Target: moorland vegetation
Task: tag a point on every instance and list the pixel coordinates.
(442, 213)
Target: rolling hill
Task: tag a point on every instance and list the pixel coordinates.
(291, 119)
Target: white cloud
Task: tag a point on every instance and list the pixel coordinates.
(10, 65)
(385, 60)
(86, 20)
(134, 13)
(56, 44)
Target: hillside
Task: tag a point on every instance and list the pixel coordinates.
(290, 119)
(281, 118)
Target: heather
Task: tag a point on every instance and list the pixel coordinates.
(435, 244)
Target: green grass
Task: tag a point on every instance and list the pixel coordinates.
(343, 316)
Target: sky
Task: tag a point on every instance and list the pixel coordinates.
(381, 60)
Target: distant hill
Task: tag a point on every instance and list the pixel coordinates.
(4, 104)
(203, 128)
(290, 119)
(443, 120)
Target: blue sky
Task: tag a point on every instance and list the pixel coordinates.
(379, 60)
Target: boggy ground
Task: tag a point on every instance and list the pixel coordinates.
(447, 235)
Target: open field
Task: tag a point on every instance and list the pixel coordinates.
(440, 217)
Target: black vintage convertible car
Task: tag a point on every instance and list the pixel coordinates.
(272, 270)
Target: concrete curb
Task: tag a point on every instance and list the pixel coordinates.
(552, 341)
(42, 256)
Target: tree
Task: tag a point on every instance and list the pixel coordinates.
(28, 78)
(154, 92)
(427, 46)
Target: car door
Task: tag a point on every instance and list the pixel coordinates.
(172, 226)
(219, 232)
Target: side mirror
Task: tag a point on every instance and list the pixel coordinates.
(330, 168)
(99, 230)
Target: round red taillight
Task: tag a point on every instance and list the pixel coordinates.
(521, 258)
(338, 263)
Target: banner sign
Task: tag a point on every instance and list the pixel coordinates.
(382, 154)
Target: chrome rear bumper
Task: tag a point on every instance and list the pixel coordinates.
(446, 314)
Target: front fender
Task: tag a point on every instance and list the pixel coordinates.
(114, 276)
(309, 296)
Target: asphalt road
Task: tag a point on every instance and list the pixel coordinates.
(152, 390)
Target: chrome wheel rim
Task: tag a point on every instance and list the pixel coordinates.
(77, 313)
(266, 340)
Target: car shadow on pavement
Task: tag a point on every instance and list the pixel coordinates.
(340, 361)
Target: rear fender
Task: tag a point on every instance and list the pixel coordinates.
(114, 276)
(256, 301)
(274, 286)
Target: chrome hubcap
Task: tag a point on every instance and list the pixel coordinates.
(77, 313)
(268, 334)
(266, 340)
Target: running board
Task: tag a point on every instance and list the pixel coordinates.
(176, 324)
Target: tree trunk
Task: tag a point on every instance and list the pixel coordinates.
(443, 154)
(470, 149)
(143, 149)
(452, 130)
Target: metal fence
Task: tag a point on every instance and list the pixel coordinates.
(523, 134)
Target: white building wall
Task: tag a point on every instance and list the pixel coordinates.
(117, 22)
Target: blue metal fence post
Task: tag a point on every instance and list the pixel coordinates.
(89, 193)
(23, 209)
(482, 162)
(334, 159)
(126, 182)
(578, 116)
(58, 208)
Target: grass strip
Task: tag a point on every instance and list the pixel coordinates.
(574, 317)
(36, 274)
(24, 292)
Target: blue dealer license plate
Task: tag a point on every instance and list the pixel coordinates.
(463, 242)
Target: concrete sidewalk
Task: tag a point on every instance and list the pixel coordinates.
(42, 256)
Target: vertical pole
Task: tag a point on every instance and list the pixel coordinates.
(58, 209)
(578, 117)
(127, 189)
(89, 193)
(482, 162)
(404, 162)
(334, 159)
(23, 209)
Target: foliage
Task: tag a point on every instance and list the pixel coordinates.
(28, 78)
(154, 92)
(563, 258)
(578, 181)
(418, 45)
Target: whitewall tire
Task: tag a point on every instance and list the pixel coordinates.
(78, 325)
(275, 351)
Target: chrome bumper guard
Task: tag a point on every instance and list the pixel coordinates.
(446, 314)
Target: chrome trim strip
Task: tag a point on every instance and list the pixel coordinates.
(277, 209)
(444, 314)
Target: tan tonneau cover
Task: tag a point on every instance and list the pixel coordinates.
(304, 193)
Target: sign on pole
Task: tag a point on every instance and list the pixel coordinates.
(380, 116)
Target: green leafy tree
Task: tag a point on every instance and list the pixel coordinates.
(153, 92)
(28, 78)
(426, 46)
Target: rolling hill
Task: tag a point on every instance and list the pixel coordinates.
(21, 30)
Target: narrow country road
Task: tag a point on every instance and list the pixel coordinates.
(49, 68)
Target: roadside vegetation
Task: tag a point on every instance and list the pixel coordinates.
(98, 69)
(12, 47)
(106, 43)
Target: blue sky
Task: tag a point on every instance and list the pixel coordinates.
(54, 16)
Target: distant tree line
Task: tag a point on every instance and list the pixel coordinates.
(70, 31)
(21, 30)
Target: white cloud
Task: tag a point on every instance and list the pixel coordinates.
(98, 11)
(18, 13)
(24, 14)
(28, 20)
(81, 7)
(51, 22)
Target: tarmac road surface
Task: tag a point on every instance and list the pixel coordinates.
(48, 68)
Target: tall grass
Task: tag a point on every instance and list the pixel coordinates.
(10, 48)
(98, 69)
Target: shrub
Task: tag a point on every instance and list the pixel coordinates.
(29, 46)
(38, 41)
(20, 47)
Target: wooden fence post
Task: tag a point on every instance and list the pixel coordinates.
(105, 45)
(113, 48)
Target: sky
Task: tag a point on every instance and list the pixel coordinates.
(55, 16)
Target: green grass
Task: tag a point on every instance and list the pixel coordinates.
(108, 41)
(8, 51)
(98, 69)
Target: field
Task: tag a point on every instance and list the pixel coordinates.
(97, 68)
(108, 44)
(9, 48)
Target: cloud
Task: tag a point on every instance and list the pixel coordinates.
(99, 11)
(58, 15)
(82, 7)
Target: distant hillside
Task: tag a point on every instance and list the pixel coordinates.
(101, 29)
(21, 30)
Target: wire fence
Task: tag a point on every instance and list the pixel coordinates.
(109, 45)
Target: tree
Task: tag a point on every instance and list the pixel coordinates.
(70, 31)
---
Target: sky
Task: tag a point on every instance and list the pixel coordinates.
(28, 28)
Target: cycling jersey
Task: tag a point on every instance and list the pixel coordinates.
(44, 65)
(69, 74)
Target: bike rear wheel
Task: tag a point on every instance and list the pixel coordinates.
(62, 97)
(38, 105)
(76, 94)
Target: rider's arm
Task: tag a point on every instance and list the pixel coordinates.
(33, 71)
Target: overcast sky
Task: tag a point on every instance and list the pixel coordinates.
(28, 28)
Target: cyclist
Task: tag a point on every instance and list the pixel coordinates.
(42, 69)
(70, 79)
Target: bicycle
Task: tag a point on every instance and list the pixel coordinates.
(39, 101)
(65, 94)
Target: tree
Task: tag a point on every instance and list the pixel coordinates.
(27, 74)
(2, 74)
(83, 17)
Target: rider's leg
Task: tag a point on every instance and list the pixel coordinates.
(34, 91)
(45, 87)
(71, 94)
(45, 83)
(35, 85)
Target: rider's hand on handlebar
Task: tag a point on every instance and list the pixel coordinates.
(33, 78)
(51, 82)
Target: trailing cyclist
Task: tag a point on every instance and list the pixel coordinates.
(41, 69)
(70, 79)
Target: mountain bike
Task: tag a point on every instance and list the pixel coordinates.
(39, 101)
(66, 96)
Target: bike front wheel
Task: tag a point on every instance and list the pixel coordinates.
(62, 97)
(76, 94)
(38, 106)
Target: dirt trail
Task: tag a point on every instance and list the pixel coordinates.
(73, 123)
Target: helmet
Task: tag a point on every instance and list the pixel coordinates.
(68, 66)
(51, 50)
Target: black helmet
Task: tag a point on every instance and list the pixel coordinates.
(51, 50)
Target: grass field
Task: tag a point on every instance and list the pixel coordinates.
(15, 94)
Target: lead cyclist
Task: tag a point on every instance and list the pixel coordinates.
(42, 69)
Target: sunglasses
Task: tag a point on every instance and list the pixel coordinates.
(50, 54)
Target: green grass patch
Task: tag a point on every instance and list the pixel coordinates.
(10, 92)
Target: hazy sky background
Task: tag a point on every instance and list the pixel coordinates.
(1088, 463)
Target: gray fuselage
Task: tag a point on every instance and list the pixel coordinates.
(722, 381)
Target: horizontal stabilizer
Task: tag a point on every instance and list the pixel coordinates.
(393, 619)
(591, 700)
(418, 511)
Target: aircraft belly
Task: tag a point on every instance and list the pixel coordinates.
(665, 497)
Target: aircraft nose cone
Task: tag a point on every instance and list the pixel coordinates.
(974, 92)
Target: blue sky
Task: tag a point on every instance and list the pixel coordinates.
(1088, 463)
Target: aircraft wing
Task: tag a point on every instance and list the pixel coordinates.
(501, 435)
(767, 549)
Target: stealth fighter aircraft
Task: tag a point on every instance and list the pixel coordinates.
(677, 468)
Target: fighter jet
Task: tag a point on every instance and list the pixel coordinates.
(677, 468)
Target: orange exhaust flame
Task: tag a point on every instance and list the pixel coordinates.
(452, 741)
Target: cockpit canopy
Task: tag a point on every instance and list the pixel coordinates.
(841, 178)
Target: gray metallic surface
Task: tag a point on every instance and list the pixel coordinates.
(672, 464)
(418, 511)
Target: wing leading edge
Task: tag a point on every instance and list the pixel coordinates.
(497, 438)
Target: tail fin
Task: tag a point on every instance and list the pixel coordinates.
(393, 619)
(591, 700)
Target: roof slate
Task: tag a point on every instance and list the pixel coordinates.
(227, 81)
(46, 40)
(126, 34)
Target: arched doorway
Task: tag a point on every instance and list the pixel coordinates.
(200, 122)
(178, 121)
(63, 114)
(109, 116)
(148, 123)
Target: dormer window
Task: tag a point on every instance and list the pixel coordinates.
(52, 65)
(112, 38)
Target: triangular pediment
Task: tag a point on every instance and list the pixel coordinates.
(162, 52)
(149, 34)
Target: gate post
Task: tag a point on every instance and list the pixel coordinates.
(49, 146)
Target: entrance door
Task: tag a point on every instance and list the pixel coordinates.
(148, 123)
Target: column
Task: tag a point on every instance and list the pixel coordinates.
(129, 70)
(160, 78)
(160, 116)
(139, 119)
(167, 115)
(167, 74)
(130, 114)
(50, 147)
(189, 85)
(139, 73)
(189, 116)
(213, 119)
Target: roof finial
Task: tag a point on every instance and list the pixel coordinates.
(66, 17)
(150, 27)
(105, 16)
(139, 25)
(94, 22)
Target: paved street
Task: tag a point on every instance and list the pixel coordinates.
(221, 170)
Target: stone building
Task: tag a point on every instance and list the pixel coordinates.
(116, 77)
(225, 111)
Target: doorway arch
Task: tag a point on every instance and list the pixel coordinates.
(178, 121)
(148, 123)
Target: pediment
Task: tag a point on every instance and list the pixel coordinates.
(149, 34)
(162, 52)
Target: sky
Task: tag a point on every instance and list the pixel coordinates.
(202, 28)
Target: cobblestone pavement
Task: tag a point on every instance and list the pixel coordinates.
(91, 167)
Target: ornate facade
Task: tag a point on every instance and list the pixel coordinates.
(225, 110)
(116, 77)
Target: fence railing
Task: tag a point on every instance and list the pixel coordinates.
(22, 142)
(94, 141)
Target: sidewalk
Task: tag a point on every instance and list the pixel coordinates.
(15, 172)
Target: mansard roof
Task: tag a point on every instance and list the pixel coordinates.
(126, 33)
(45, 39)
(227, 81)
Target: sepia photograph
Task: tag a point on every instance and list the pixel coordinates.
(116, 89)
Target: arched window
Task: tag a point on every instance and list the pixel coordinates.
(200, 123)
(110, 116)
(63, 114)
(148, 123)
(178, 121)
* * *
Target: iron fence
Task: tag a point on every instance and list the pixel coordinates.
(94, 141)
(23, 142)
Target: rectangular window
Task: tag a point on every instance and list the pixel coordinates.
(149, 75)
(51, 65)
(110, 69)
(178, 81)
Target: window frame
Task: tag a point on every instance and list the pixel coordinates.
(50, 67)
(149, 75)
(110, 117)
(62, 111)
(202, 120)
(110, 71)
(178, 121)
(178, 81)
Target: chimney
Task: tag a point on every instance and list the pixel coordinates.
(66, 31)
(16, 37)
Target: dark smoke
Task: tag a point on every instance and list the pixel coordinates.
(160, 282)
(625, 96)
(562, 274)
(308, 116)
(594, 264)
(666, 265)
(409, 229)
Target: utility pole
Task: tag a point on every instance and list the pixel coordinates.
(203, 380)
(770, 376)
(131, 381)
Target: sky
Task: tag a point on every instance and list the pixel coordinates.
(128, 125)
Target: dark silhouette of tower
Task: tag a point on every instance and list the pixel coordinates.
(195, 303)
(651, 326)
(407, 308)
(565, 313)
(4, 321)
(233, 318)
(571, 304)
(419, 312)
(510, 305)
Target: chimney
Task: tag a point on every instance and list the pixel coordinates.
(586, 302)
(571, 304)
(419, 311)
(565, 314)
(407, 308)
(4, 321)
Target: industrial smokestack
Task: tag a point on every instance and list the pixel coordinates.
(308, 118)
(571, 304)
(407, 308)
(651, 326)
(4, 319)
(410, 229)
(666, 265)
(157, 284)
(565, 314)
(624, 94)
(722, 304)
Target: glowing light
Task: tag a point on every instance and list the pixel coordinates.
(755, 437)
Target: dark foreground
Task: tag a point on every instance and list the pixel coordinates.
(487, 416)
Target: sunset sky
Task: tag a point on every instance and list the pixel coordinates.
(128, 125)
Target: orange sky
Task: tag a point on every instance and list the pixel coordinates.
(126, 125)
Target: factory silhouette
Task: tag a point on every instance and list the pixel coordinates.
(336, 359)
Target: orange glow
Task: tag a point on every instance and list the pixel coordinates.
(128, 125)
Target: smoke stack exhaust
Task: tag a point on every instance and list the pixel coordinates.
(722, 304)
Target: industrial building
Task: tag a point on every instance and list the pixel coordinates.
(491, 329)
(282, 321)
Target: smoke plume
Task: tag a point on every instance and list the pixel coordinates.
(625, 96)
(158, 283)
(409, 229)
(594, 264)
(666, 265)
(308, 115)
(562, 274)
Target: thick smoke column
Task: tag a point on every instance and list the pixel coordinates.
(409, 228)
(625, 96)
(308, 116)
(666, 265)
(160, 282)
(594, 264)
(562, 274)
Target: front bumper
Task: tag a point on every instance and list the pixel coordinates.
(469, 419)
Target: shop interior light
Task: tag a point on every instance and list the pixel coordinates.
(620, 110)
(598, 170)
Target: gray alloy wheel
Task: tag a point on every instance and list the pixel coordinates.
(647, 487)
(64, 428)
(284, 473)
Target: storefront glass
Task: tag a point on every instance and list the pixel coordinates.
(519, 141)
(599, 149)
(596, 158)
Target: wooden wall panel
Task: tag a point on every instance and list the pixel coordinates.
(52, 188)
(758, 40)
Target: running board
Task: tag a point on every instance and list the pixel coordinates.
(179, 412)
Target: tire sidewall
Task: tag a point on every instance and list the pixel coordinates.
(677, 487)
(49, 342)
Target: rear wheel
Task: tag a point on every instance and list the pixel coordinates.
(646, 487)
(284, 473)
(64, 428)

■ WHAT THIS TASK INVOLVES: Please pick out every line in the items above that contains the string "surface".

■ RESPONSE:
Target: tarmac road surface
Target: gray metallic surface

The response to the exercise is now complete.